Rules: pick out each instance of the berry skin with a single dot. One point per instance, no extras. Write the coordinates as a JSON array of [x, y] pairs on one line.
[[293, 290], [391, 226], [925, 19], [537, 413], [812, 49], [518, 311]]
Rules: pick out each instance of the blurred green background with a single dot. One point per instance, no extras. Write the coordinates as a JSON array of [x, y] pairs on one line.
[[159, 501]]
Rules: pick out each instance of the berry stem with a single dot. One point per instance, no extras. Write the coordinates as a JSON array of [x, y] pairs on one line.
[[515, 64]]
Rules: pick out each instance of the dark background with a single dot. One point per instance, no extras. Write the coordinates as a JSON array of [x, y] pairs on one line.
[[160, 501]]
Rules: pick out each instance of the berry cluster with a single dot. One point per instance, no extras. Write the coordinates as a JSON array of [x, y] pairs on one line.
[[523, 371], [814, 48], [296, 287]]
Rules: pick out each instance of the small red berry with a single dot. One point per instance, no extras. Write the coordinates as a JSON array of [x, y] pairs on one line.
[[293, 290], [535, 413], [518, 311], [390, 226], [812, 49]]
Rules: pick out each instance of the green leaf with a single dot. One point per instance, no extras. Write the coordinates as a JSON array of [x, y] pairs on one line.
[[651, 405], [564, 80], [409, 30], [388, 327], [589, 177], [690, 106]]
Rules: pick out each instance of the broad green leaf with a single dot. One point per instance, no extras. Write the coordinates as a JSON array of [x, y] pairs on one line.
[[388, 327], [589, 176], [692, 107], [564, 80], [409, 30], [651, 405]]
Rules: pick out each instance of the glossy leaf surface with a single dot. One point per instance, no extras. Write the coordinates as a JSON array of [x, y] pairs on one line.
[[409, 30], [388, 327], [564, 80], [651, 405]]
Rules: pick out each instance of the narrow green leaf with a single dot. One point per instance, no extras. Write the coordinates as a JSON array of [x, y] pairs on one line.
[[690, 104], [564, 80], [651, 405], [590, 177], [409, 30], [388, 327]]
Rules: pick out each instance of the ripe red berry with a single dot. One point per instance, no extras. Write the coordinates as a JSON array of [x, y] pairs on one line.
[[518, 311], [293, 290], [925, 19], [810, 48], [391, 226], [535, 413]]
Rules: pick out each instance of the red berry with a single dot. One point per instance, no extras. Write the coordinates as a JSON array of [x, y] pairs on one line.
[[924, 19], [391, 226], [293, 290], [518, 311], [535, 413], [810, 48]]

• **EXERCISE INSTRUCTIONS**
Reproduce all of the rows above verbatim, in their original order.

• **EXERCISE SOLUTION**
Rules: pick out each instance of the berry skin with a single dot. One point per instance, no extras. Write the coordinates as a JSON array of [x, y] pairs on one line.
[[293, 290], [391, 226], [925, 19], [537, 413], [812, 49], [518, 311]]
Rules: pick out each instance of the blurred green background with a single dot. One point per instance, no extras. Write the coordinates as a JSON array of [x, y] pairs on one line.
[[159, 501]]
Rules: pick out each instance of the berry stem with a single dot. One point per instance, no extras. Write the coordinates as a JSON array of [x, y] pairs on one line.
[[515, 64]]
Rules: pick out each instance of the dark background with a single dot. One point per instance, no extras. Write the coordinates as a JSON array of [x, y] pairs on one line.
[[160, 501]]
Rules: pick out each instance of the berry cluster with a single dot. One point per instance, no extras. Write the coordinates as a JSON array of [x, y] pairs on one line.
[[523, 371], [814, 48], [296, 287]]
Rules: pick out each instance of the small red berry with a single dot. One point per instance, no extras. Write the coordinates as a JSON array of [x, y] pairs on one line.
[[293, 290], [535, 413], [518, 311], [390, 226], [812, 49]]
Rules: pick out each instance of the green leaf with a single dot. One point per instance, no extras. Write the coordinates as a JSON array of [x, y] pairs on one line.
[[651, 405], [564, 80], [409, 30], [388, 327], [589, 177], [690, 106]]
Rules: pick out each instance of the broad green leaf with a single dot. One point per instance, no extras. Write the coordinates as a JSON array of [x, y] pairs on one line.
[[388, 327], [589, 176], [692, 107], [564, 80], [409, 30], [651, 405]]
Rules: pick out each instance of the glossy leaf surface with a single dot. One point per instance, no extras. Write the coordinates as a JSON array of [x, y] pairs on one line.
[[409, 30], [388, 327], [564, 80], [651, 405]]
Rules: pick out each instance of the narrow green leaf with a single dot. One point per instance, no extras. Write the coordinates as a JSON array of [x, y] pairs on one line.
[[690, 104], [564, 80], [651, 405], [590, 177], [409, 30], [388, 327]]
Rules: pick out each instance of the ripe red berry with a single dot. One point per instance, no extras. Write the coordinates as a JSON array of [x, y] pairs on one line.
[[518, 311], [293, 290], [925, 19], [810, 48], [391, 226], [535, 413]]
Rules: pick out each instance of the red berry with a single dot. One point per instance, no extras. Write the coordinates as a JSON array of [x, y] pairs on one line.
[[924, 19], [391, 226], [293, 290], [518, 311], [535, 413], [810, 48]]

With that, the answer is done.